:: Data supplied ::
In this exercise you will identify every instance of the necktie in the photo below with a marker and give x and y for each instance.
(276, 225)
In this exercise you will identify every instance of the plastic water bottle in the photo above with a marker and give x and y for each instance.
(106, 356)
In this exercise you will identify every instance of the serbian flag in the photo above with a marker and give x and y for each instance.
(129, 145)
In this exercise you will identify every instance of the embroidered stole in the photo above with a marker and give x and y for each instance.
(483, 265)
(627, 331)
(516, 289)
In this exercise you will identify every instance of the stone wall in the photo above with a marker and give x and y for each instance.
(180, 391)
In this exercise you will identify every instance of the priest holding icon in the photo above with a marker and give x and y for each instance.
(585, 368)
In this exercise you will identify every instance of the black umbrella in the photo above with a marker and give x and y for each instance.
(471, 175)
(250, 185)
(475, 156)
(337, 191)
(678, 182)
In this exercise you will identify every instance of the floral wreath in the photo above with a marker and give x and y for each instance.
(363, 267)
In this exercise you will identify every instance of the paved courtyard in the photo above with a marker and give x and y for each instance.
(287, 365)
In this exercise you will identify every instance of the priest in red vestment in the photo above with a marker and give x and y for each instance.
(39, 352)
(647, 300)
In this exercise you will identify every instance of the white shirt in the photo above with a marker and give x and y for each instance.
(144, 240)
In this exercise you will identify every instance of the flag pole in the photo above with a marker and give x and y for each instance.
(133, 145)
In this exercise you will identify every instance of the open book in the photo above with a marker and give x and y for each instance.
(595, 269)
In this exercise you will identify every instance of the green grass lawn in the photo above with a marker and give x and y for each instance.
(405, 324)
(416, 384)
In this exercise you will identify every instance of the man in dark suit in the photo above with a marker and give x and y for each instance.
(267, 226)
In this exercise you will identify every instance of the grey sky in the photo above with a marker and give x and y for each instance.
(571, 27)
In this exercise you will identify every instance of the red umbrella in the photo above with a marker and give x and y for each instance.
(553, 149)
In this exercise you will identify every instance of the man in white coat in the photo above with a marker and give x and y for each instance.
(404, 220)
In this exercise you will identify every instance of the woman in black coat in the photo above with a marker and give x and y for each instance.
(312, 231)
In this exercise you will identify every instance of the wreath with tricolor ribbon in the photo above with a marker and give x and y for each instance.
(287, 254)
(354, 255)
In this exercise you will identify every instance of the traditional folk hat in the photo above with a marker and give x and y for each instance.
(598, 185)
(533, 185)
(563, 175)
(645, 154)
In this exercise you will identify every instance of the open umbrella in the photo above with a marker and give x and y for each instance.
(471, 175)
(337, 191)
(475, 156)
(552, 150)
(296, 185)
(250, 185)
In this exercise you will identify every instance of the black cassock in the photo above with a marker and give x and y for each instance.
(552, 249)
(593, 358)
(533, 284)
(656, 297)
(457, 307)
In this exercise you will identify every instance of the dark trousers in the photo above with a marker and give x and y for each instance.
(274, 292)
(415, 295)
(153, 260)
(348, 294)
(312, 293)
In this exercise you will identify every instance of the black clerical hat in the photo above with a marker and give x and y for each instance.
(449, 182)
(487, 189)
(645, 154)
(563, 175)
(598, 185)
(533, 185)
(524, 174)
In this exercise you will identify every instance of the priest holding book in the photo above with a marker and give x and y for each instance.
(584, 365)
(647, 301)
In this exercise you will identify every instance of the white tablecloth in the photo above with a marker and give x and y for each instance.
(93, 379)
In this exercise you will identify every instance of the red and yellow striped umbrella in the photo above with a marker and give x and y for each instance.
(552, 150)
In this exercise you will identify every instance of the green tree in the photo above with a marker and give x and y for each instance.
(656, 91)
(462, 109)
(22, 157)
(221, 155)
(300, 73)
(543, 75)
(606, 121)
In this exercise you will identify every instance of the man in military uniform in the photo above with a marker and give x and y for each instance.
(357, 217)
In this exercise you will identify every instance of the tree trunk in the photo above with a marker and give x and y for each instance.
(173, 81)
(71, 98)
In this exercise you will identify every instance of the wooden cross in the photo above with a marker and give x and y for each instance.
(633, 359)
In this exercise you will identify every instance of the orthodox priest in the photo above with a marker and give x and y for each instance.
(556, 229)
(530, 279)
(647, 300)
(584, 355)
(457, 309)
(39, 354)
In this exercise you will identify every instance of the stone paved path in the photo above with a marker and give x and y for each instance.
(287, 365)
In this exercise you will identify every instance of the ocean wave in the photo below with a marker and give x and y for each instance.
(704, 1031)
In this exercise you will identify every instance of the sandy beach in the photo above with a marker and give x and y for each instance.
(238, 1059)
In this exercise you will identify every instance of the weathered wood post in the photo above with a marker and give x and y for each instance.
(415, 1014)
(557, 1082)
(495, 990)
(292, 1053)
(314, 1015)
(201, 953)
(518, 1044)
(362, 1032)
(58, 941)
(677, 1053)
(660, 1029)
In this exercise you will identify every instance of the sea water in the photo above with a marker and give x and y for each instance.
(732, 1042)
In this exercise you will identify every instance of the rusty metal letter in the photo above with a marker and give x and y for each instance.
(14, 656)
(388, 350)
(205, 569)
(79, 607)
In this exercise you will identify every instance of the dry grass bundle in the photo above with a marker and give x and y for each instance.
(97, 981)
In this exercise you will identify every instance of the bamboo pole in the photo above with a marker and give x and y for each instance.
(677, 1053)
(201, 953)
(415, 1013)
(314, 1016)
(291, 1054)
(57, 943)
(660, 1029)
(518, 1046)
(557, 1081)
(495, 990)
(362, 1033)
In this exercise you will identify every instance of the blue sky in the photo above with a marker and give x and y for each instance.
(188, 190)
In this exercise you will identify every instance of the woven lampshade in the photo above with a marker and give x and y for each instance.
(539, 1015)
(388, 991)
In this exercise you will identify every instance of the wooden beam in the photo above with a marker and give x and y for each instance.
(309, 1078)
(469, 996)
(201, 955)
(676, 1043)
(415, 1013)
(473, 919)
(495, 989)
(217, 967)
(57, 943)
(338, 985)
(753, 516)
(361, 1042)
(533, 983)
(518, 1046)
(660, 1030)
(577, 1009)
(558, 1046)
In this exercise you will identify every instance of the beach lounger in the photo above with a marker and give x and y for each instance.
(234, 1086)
:::
__The task__.
From the first line to the last, transcribe the records exactly.

__Worked solution__.
In this exercise you will identify every instance of the necktie in the photo below with a marker and give x and y for each instance.
(276, 225)
In this exercise you will identify every instance of the plastic water bottle in the photo above with a marker and give x and y for each instance.
(106, 356)
In this exercise you will identify every instance of the serbian flag in the photo above with a marker and give x and y for each instance.
(129, 145)
In this exercise you will identify every instance of the embroidered stole in the photo above with a marker and give x and y for each instance.
(483, 265)
(627, 331)
(516, 289)
In this exercise you will identify every instance of the stone wall in the photo above with a marker and give x and y for each instance.
(180, 391)
In this exercise you will identify every instance of the priest holding icon in the photo above with a marker and give x and y for each instance.
(585, 368)
In this exercise you will identify every instance of the black umbrella in the photo above with a marker and give x and y for each instance.
(471, 175)
(250, 185)
(475, 156)
(337, 191)
(678, 182)
In this exercise you will identify every instance of the floral wreath in the photo above with a marker and give x and y for each instance.
(363, 267)
In this exercise you will identify every instance of the paved courtyard in the photo above with a marker and give x and y for each instance.
(287, 365)
In this exercise you will identify every instance of the priest in red vestment in the photo above with a marker and give x and y for each instance.
(39, 352)
(647, 300)
In this exercise you will identify every instance of the white shirt in the photo above with a marker and give x and y for each instance.
(144, 240)
In this exercise you will identify every instance of the flag pole in the photo above with a marker and give x and y for each instance.
(133, 145)
In this exercise you will identify every instance of the open book in the photo above with a marker and give x and y for each instance.
(595, 269)
In this exercise you will identify every instance of the green grass lawn in the photo above with a marker and give x and y for each instance.
(405, 324)
(416, 384)
In this exercise you will identify every instance of the man in dark suit in the photo above with a marker and give x and y for each instance.
(267, 226)
In this exercise you will identify every instance of the grey sky in the photo above with a marker and give x and y for each instance.
(571, 27)
In this exercise you will identify every instance of the red umbrella in the photo above with a marker and give x and y for each instance.
(553, 149)
In this exercise you will identify every instance of the man in white coat in the photo above with a marker and give x and y for each instance.
(404, 220)
In this exercise you will identify every instance of the woman in black coat in the photo above with a marker and give x and y for each instance.
(312, 231)
In this exercise you will identify every instance of the wreath with tricolor ribbon in the photo above with a marker and give x and y for each instance.
(287, 254)
(354, 255)
In this exercise you will identify every instance of the traditional folk hat in the photo above with a marker and give x and y for each instance.
(598, 185)
(533, 185)
(563, 175)
(645, 154)
In this exercise you will identify every instance of the open umbrella in the photo above with a marker and give x and y for each instance.
(471, 175)
(337, 191)
(475, 156)
(552, 150)
(296, 185)
(250, 185)
In this exercise you will identify every instance of the black cassock in the photo above with a marker and give x and y for each instance.
(552, 249)
(593, 358)
(533, 284)
(656, 297)
(457, 307)
In this exercise you will identify every instance of the dark trousers in the photo above with a marker and give x and y for each instance.
(274, 292)
(415, 295)
(153, 260)
(348, 294)
(312, 293)
In this exercise you will identify every instance of the black clerical hat in the photo above with a marker and give x and y for each instance.
(449, 182)
(487, 189)
(645, 154)
(563, 175)
(598, 185)
(533, 185)
(524, 174)
In this exercise you will identify every instance of the priest holding book in the photo above with a marker and give x and y for each instance.
(584, 365)
(647, 301)
In this exercise you will identify every instance of the white tablecloth in the photo above with a marker and give x and y for each instance.
(93, 379)
In this exercise you will identify every instance of the red and yellow striped umbrella in the photo above with a marker and give x and y for each instance.
(552, 150)
In this exercise you will identify every instance of the green tree in the photo above with a marker and give x and y for each instance.
(656, 91)
(462, 109)
(22, 157)
(221, 155)
(300, 73)
(543, 75)
(606, 121)
In this exercise you will identify every instance of the man in military uniform in the photo above with a marker and give x and y for each instance.
(357, 217)
In this exercise you will identify every instance of the tree trunk in the photo above with a marker and give x and y for each instance.
(173, 81)
(71, 98)
In this exercise you will identify every instance of the wooden cross in the photo above with a marker and give x and y for each instance.
(633, 359)
In this exercise you will identify every instance of the orthodox priest in the photo above with a marker and give x and y for each instance.
(556, 229)
(530, 279)
(647, 300)
(584, 355)
(457, 309)
(39, 354)
In this exercise you will identify every instance of the stone paved path in the photo above with a marker and give x and y for each instance.
(287, 365)
In this exercise you will identify every instance of the ocean wave in the photo below with a marker and give x and y for each instance.
(704, 1031)
In this exercise you will identify every instance of the sandy beach in the photo above with a marker and give x and y for each instance.
(238, 1059)
In this exercise you will identify every instance of the weathered wood post in the photo above with a marker and give x and y for each instance.
(415, 1014)
(557, 1082)
(495, 990)
(292, 1053)
(314, 1015)
(201, 953)
(518, 1044)
(362, 1032)
(58, 941)
(677, 1053)
(660, 1029)
In this exercise you will identify every instance of the sea water in the photo above with a marker and give x and y for each instance.
(732, 1042)
In this exercise you will identify every instance of the rusty metal letter in the photo above with a marker and give x and y for each instance.
(14, 656)
(388, 350)
(205, 569)
(79, 607)
In this exercise you will identify every instance of the dry grass bundle in the photo above with a marker and give x and y for each instance.
(97, 981)
In this exercise you will identify every instance of the bamboo pole in the photo above with a marker and give x and y for each instance.
(677, 1053)
(201, 953)
(415, 1013)
(314, 1016)
(291, 1054)
(57, 943)
(660, 1029)
(518, 1046)
(557, 1081)
(495, 990)
(362, 1033)
In this exercise you will identify every instance of the blue sky in the photo above with a marker and give x and y for each instance.
(188, 190)
In this exercise you will identify every instance of the woven lampshade in the photo above with a marker and give x and y for each instance.
(539, 1015)
(388, 991)
In this exercise you will identify every instance of the wooden beam in the photo above with a marker and give x and y for each instance.
(309, 1078)
(469, 996)
(201, 955)
(676, 1043)
(415, 1013)
(473, 919)
(495, 989)
(217, 967)
(57, 943)
(338, 985)
(753, 516)
(361, 1042)
(533, 983)
(518, 1046)
(660, 1030)
(577, 1009)
(558, 1046)
In this exercise you will identify every instance of the beach lounger in the photo above with a marker and give x and y for each instance.
(234, 1086)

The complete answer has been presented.